(Document segment)
Subscription rule not for SaaS access?
https://marco.org/2011/02/22/subscription-rule-not-for-saas-access
In response to an email about IAP and subscriptions affecting software-as-a-service (“SaaS”) apps such as Evernote, Dropbox, Salesforce, and arguably Readability, Steve Jobs reportedly replied:
We created subscriptions for publishing apps, not SaaS apps.
Sent from my iPhone
The response fits his style, so I’d say it’s likely that it’s real. It doesn’t really answer the question, though.
He only said that Apple didn’t create the subscriptions for SaaS apps, not whether SaaS apps can use them (are we prohibited from using them?), or whether we’re required to use them.
And even if Jobs himself would take a few minutes (during his medical leave, no less) to answer these questions more verbosely for some guy in an email, it would raise a different question: Why don’t the published guidelines reflect this clarification, and what’s stopping whoever gets your submission on the App Review team from following the literal definition?
The rule as stated, encompassing “content, functionality, or services”, sounds like it includes SaaS apps by any remotely straightforward interpretation.
If it’s rewritten and clarified to exclude functionality and services, and include only “content”, it’s still going to rely on vague definitions and a lot of gray areas, but it would solve a lot of the problems with this new rule.
(But it wouldn’t exempt Netflix or Hulu from the IAP requirement.)
(End Document segment)
(Supplied entries)
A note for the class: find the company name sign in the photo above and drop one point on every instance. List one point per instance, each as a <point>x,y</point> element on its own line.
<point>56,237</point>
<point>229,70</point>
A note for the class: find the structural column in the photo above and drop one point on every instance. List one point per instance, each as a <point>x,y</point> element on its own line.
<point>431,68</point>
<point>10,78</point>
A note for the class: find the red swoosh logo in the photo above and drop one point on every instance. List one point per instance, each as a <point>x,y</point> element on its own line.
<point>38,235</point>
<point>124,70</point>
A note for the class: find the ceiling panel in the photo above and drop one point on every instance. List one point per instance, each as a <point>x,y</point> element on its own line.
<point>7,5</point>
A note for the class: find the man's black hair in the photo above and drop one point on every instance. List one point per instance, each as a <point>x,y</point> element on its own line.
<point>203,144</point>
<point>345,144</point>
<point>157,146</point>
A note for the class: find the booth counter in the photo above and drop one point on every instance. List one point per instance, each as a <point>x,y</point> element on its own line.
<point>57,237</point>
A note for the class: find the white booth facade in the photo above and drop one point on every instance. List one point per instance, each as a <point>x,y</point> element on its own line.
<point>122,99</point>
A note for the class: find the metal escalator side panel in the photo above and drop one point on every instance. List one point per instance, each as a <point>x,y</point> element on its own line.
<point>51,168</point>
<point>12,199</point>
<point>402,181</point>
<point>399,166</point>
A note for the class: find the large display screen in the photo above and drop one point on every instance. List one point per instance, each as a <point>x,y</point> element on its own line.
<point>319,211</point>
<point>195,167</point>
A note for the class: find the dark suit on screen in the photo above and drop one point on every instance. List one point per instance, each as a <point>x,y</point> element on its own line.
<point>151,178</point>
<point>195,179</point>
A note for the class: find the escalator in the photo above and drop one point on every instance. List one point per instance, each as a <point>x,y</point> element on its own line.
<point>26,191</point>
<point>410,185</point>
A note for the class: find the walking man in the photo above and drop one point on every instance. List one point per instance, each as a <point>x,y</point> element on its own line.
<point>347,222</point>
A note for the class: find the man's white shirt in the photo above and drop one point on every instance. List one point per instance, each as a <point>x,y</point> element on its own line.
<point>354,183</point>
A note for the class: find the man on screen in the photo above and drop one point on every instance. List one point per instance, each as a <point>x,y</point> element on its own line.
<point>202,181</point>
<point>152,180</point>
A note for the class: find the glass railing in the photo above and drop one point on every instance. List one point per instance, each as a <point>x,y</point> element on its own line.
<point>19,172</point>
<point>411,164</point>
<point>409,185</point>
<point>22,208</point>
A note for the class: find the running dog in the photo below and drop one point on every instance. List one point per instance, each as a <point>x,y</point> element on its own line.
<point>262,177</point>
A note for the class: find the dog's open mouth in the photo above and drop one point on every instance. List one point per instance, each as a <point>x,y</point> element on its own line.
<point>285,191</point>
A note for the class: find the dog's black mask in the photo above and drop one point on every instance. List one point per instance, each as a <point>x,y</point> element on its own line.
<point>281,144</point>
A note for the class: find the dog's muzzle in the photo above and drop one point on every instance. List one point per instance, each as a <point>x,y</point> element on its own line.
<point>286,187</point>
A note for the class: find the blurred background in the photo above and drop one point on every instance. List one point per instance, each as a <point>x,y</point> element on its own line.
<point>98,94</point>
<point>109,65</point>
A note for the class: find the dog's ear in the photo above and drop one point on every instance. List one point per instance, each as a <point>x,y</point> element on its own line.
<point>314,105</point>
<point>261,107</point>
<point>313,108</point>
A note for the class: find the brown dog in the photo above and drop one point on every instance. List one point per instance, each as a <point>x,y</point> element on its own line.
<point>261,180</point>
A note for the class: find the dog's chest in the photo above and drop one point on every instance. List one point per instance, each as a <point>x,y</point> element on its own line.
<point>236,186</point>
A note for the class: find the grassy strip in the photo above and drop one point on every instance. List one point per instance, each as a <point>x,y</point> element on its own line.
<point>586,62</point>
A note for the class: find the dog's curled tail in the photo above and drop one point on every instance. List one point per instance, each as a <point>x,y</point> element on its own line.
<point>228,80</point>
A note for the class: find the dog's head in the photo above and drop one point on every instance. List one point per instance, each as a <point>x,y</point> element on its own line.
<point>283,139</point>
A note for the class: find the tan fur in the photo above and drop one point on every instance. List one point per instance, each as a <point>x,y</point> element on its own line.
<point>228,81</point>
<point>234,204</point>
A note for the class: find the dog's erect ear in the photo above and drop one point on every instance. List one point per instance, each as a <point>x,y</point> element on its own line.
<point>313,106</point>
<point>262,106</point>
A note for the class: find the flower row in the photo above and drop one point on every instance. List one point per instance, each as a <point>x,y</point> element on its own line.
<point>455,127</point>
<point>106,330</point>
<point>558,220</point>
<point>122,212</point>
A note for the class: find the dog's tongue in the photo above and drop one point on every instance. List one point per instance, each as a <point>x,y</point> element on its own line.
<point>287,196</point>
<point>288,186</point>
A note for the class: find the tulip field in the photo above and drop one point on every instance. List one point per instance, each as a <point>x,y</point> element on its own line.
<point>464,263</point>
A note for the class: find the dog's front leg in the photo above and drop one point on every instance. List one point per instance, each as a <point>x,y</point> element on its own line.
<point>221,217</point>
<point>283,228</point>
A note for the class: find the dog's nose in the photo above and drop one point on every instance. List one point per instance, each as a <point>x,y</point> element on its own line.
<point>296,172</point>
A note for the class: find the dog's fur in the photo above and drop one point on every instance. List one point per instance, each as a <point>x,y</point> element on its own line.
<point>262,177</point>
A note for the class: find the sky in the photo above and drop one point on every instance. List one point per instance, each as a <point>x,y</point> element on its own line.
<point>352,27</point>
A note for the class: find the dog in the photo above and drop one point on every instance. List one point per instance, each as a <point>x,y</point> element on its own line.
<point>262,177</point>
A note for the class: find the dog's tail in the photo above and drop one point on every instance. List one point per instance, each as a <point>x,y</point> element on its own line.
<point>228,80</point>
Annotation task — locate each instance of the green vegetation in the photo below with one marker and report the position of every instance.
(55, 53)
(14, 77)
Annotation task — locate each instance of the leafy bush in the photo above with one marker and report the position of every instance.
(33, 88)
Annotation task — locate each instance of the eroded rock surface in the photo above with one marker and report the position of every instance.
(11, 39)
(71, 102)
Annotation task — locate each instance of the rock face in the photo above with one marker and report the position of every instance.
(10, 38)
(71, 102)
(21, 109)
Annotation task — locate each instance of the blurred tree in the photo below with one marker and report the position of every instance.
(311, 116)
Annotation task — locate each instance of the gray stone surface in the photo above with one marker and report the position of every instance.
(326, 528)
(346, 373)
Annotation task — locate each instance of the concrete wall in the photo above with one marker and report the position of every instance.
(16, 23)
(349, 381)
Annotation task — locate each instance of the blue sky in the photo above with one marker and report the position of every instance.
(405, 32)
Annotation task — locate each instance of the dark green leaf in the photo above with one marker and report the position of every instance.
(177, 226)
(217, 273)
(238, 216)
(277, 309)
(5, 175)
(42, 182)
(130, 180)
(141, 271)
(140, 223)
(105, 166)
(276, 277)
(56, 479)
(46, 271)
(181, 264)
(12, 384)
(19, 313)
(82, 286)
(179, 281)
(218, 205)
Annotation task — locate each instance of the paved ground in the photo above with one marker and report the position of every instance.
(End Supplied entries)
Explore the material:
a: Can you update the blog post's passage that opens with the words containing "And even if" and closes with "remotely straightforward interpretation.", replacing "medical leave" with "sabbatical"?
b: Can you summarize the blog post in two sentences?
c: According to the blog post, what would narrowing the rule to cover only "content" still not do?
The rows have nothing to do with the blog post.

Replies:
a:
And even if Jobs himself would take a few minutes (during his sabbatical, no less) to answer these questions more verbosely for some guy in an email, it would raise a different question: Why don’t the published guidelines reflect this clarification, and what’s stopping whoever gets your submission on the App Review team from following the literal definition?
The rule as stated, encompassing “content, functionality, or services”, sounds like it includes SaaS apps by any remotely straightforward interpretation.

b: Steve Jobs reportedly answered an email by saying Apple created subscriptions for publishing apps, not SaaS apps, but the author says this doesn't settle whether SaaS apps may or must use them and asks why the published guidelines don't reflect such a clarification. The rule's wording of "content, functionality, or services" seems to cover SaaS apps, and limiting it to "content" would still leave vague definitions but would solve many of the new rule's problems.

c: It wouldn't exempt Netflix or Hulu from the IAP requirement.